▶ **PASSAGE SHOWN**:
===============

In response, Germany’s papers have accused Google of blackmail, a ridiculous charge, given that the company is simply defending the open nature of the internet, one of the fundamentals of which is that linking is free. The newspapers behind this attack, an attack on the internet itself, are still living in the last century, and making a desperate bid to change the environment they now find themselves living in.

This dispute is not about intellectual property right, a dubious concept to begin with, but a form of pillage carried out with the connivance of government, keen on reaching a deal with the media to guarantee more favorable coverage. This is corruption, plain and simple: I have something the government wants, and I’ll use it to negotiate in return for the government making laws that allow me to extort third parties.

Google’s dilemma is not whether to pay the media, it has plenty of cash: the issue here is that the media will then be able to get much smaller players to cough up for providing links to content, a de facto tax on opinion. In practice, this would be the same as the government charging us for expressing our opinion at the dinner table with friends.

===============

▶ **DATA SECTION**:

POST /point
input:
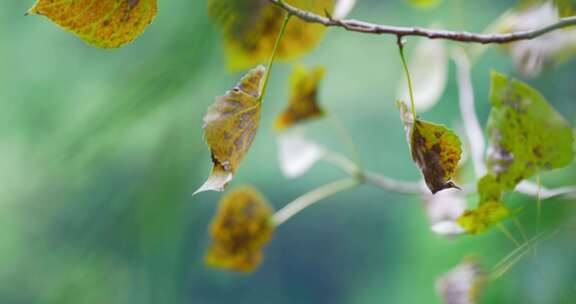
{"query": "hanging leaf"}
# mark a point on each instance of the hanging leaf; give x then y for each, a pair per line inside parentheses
(424, 3)
(303, 104)
(297, 154)
(343, 8)
(435, 149)
(532, 56)
(250, 28)
(463, 284)
(230, 127)
(239, 230)
(489, 189)
(429, 66)
(490, 209)
(443, 209)
(526, 134)
(102, 23)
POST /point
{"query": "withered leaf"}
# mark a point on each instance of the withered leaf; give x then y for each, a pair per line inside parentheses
(526, 134)
(230, 127)
(486, 215)
(435, 149)
(250, 28)
(239, 230)
(303, 104)
(102, 23)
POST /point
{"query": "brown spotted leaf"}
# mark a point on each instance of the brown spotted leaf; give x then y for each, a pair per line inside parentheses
(303, 104)
(230, 127)
(102, 23)
(239, 230)
(250, 28)
(435, 149)
(526, 134)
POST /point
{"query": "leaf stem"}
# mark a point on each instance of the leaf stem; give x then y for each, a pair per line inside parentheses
(408, 77)
(312, 197)
(287, 16)
(538, 203)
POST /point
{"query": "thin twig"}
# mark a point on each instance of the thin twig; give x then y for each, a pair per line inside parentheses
(312, 197)
(372, 28)
(468, 112)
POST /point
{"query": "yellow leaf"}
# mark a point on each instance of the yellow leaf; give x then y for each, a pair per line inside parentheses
(486, 215)
(303, 104)
(239, 230)
(435, 149)
(463, 284)
(250, 28)
(102, 23)
(230, 127)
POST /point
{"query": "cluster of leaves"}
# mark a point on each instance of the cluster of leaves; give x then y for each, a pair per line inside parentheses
(527, 136)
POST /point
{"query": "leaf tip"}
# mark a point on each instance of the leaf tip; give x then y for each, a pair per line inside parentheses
(216, 182)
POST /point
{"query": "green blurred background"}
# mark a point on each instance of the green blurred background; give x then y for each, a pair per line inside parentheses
(100, 151)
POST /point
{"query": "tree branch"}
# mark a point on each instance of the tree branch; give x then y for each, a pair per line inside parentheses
(372, 28)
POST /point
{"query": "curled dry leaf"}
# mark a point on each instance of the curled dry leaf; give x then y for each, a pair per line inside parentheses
(250, 28)
(463, 284)
(443, 209)
(531, 56)
(435, 149)
(102, 23)
(429, 66)
(526, 134)
(239, 230)
(230, 127)
(297, 154)
(303, 104)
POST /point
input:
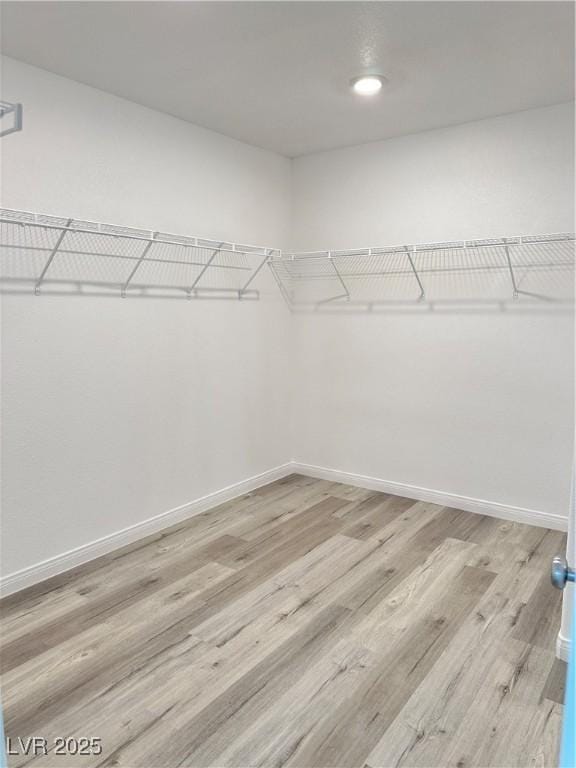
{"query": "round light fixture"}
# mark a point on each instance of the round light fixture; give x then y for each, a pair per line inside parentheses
(367, 85)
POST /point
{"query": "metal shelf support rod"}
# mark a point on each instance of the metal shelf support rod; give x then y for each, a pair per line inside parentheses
(253, 275)
(511, 270)
(339, 276)
(138, 263)
(416, 275)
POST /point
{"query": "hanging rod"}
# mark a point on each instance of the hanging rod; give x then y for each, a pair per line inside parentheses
(528, 267)
(49, 253)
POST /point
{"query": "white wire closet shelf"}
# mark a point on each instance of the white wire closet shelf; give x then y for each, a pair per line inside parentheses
(535, 269)
(10, 118)
(50, 254)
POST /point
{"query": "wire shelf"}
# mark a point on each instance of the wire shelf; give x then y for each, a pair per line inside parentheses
(58, 255)
(534, 268)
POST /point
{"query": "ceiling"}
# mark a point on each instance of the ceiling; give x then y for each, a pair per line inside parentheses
(276, 74)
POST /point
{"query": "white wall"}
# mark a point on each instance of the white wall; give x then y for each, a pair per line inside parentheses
(475, 405)
(116, 411)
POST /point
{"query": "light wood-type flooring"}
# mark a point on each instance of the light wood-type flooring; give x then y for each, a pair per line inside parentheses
(307, 623)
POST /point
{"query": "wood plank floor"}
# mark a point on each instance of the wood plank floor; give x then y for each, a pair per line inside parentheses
(305, 624)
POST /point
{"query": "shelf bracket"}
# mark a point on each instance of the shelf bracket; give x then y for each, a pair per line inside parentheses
(340, 278)
(149, 245)
(6, 108)
(50, 259)
(204, 268)
(253, 275)
(416, 275)
(515, 290)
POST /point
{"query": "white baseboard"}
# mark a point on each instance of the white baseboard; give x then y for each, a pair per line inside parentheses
(445, 499)
(26, 577)
(562, 647)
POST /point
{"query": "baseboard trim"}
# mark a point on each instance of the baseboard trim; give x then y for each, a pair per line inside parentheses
(53, 566)
(491, 508)
(34, 574)
(563, 647)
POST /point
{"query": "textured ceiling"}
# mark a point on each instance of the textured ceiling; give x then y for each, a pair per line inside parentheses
(276, 74)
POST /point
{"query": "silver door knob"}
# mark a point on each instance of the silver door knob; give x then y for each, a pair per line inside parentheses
(561, 573)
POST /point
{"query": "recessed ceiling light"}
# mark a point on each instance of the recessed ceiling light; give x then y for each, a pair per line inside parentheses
(367, 85)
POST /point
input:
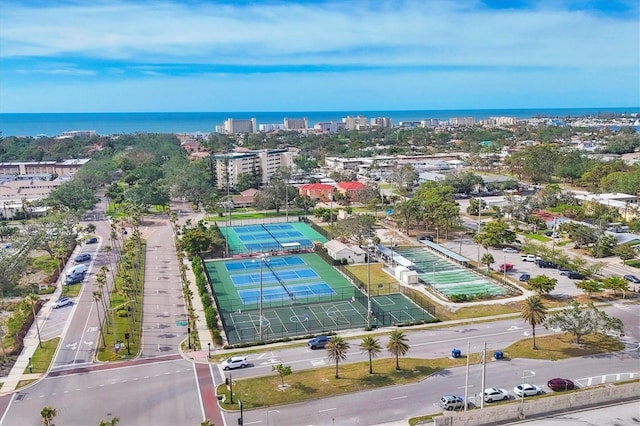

===============

▶ **STATED GOAL 1**:
Answer these from the passage on Google and the German newspapers:
(a) What have Germany's papers accused Google of?
(b) What does the passage say the dispute is not about?
(c) What does it say the media will be able to make much smaller players pay for?
▶ **STATED GOAL 2**:
Extend the commentary on Google and the German newspapers, picking up after its final sentence about the dinner table.

▶ **RESPONSE 1**:
(a) Blackmail.
(b) Intellectual property right.
(c) Providing links to content.

▶ **RESPONSE 2**:
Most newspapers face a worsening problem: after years of failing to adapt to the web and losing money hand over fist, they now want somebody else to pick up the tab. With the aid of irresponsible or corrupt governments able in many cases (Spain, for example) to oblige newspapers to replace editors in return for institutional advertising, they have set up a lobby that wants to change how the web works, redefining the concept of a link, and to decide who pays who and why, based on concepts that have nothing to do with the subject in hand. A link is a link, and while the content and tone of my link doesn’t involve criminal activity, I can link to any source I see fit when writing, and without having to pay the media I am providing a link to.

Google’s move is just a first step. The company has gone out of its way to avoid it, but there comes a time when things no longer make sense: you cannot be telling everybody else to take a tough line on this issue while at the same time tiptoeing around the issue, because it’s going to look as though you are trying to have your cake and eat it.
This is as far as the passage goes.